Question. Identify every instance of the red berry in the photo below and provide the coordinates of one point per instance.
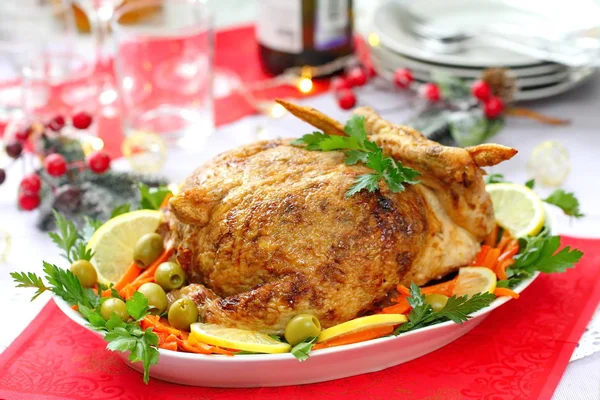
(99, 162)
(82, 120)
(346, 99)
(403, 78)
(493, 107)
(431, 91)
(57, 123)
(29, 201)
(31, 183)
(14, 149)
(23, 135)
(338, 83)
(357, 76)
(55, 165)
(481, 90)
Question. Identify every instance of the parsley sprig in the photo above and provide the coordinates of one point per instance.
(560, 198)
(540, 253)
(457, 309)
(357, 149)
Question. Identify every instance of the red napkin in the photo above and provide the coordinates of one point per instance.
(519, 352)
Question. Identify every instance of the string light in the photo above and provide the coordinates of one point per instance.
(373, 39)
(305, 85)
(277, 111)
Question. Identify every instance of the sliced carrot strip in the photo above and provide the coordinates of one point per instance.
(502, 267)
(356, 337)
(506, 292)
(403, 290)
(492, 239)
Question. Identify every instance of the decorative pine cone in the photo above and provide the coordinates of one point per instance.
(503, 83)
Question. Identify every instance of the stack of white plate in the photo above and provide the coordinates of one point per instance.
(396, 46)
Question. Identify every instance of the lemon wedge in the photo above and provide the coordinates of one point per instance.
(114, 241)
(517, 208)
(473, 280)
(362, 323)
(238, 339)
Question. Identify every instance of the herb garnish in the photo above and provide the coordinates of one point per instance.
(457, 309)
(566, 201)
(357, 149)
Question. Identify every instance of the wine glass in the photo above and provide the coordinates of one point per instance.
(99, 13)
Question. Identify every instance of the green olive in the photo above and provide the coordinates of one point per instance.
(147, 249)
(169, 275)
(116, 306)
(302, 327)
(182, 314)
(157, 298)
(436, 301)
(85, 272)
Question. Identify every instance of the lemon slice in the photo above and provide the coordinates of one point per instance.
(517, 208)
(362, 323)
(238, 339)
(114, 241)
(473, 280)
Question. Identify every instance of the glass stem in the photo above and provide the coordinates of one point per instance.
(99, 20)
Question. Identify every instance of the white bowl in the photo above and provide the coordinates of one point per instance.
(257, 370)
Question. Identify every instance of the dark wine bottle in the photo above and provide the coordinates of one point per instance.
(303, 32)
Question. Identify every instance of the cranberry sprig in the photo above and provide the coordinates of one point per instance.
(55, 164)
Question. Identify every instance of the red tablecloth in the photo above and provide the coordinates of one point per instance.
(519, 352)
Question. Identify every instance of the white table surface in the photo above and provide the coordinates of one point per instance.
(581, 138)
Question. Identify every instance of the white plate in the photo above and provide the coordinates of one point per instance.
(422, 70)
(561, 17)
(258, 370)
(574, 79)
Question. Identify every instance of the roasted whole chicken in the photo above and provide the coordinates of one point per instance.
(265, 231)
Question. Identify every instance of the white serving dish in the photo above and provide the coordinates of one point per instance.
(323, 365)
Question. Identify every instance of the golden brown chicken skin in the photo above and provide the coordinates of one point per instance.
(265, 232)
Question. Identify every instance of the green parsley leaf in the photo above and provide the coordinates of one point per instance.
(540, 253)
(122, 209)
(152, 198)
(494, 178)
(302, 349)
(457, 309)
(357, 149)
(137, 306)
(565, 201)
(29, 279)
(66, 237)
(355, 128)
(81, 252)
(366, 181)
(65, 284)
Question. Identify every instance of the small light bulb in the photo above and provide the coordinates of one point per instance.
(373, 39)
(305, 85)
(277, 111)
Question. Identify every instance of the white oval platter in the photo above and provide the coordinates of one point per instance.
(258, 370)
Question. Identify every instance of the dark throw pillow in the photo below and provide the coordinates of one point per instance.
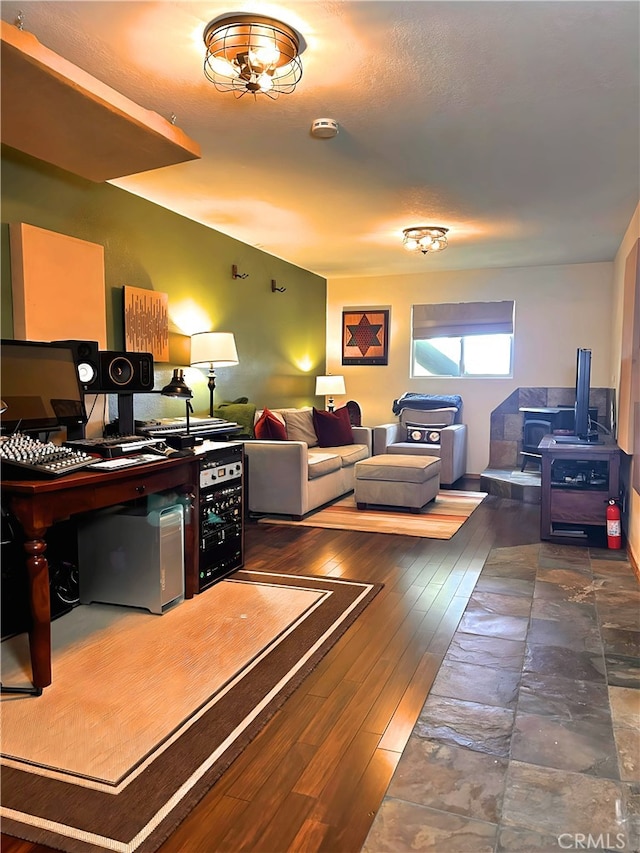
(333, 428)
(268, 426)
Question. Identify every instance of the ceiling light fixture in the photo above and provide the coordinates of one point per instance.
(252, 54)
(425, 238)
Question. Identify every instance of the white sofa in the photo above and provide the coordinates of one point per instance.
(292, 478)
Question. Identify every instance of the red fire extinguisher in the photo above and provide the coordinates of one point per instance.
(614, 531)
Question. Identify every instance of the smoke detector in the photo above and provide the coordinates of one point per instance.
(324, 128)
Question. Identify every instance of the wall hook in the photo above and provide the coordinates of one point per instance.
(236, 274)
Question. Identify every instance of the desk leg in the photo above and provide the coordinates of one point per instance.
(40, 633)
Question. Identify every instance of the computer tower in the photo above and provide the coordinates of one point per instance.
(133, 556)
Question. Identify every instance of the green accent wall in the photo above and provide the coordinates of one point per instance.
(281, 337)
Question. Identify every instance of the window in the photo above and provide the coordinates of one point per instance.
(462, 339)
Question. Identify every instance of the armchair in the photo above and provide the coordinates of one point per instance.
(433, 432)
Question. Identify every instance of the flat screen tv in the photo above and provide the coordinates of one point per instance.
(583, 387)
(40, 388)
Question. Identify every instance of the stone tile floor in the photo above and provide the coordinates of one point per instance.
(529, 739)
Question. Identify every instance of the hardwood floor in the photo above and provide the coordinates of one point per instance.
(314, 777)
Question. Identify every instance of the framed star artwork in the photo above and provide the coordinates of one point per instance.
(365, 337)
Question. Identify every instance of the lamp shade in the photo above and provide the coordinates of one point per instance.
(177, 387)
(213, 349)
(329, 385)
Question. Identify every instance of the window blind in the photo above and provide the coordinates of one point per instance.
(456, 319)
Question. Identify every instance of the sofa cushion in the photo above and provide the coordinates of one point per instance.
(332, 428)
(349, 454)
(269, 426)
(320, 463)
(299, 424)
(241, 413)
(440, 417)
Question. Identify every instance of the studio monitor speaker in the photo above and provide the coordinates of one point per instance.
(85, 355)
(125, 372)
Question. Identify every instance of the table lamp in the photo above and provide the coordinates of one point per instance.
(179, 388)
(327, 386)
(213, 349)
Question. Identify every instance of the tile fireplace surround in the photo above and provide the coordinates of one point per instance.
(506, 420)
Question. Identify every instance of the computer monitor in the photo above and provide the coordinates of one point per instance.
(40, 388)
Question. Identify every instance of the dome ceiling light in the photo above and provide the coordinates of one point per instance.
(425, 238)
(252, 54)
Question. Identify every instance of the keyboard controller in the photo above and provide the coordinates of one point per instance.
(26, 458)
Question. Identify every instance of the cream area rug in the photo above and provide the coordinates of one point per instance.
(439, 519)
(145, 712)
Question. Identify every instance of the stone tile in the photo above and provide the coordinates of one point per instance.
(516, 839)
(552, 660)
(612, 565)
(583, 616)
(553, 802)
(553, 591)
(614, 584)
(610, 595)
(622, 671)
(504, 585)
(564, 698)
(489, 625)
(477, 684)
(503, 454)
(483, 728)
(620, 641)
(628, 746)
(632, 815)
(491, 602)
(578, 745)
(485, 651)
(570, 579)
(407, 828)
(553, 632)
(618, 615)
(625, 707)
(578, 562)
(450, 779)
(513, 427)
(512, 559)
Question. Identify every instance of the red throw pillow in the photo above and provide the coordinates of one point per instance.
(332, 428)
(268, 426)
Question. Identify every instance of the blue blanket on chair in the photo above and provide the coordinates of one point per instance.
(426, 401)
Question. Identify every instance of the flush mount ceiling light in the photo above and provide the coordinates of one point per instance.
(425, 238)
(252, 54)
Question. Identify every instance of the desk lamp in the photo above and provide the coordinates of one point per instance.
(213, 349)
(179, 388)
(328, 386)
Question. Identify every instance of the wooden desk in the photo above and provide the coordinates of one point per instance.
(38, 504)
(566, 505)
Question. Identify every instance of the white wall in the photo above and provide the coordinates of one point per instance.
(558, 308)
(632, 234)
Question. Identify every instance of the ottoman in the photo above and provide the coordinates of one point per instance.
(396, 480)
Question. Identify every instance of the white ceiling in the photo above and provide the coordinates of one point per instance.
(514, 124)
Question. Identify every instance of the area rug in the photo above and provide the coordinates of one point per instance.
(440, 519)
(146, 712)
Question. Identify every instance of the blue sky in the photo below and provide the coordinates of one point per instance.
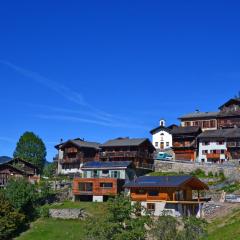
(103, 69)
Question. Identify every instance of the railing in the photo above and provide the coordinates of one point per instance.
(213, 155)
(126, 154)
(144, 165)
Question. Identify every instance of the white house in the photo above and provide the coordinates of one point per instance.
(161, 136)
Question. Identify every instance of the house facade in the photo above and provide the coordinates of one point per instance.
(162, 136)
(101, 180)
(138, 150)
(228, 116)
(168, 194)
(185, 144)
(73, 153)
(219, 145)
(17, 168)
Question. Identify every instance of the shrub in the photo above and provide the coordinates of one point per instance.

- **Brief**
Starting with the line containing "Question. Identify every instance of the red throw" and continuing through the end of the listing, reproduce those lines with "ottoman" switched to "footstool", leaving everything else unchanged. Omit the pictures from your answer.

- **Complete answer**
Question. Identify every instance of the red throw pillow in the photo above and provide the coordinates of one point per instance.
(332, 428)
(268, 426)
Question. Identify every instance of the blue blanket on chair in the photo above and provide the coordinates of one point per instance.
(426, 401)
Question. Identify every instance of the flush mount ceiling light in the photo above and provide the coordinates of one point per instance.
(425, 238)
(252, 54)
Question. Identify every instance of the desk lamp in the photo above and provide the coordinates of one point per instance.
(213, 349)
(179, 388)
(328, 386)
Question. Identify every instance of the wooden desk in the photo above and provide the coordinates of one point per instance.
(38, 504)
(566, 505)
Question. Identify every instance of the white wall in the photo above and provide the coordinates of one point per instance.
(558, 308)
(632, 234)
Question. Identify every instance of the footstool in the photo above and provide the coordinates of one point per instance.
(396, 480)
Question. Identify every instance of the white ceiling in the photo above and provide the coordinates of one point per instance.
(514, 124)
Question. Identify every instance of the area rug in the photo above and provide the coordinates of one point per instance.
(440, 519)
(146, 712)
Question. Identify every instance of the blue sky in the photo below and provide the coordinates of one point per instance.
(103, 69)
Question. Identify every instance of the railing in the photo above and provide the coordinates of one point per instance.
(213, 155)
(126, 154)
(144, 165)
Question. Identify every instance of the white house in the photo above and provide the coordinates of one point per instance.
(161, 136)
Question. Identify every instance of the house facade in the photo above and provide the coordinates of one point per instance.
(162, 136)
(101, 180)
(138, 150)
(228, 116)
(168, 194)
(185, 144)
(73, 153)
(219, 145)
(17, 168)
Question. Identify every instance of the shrub in the photo above and provide the coordinates of one point per instance.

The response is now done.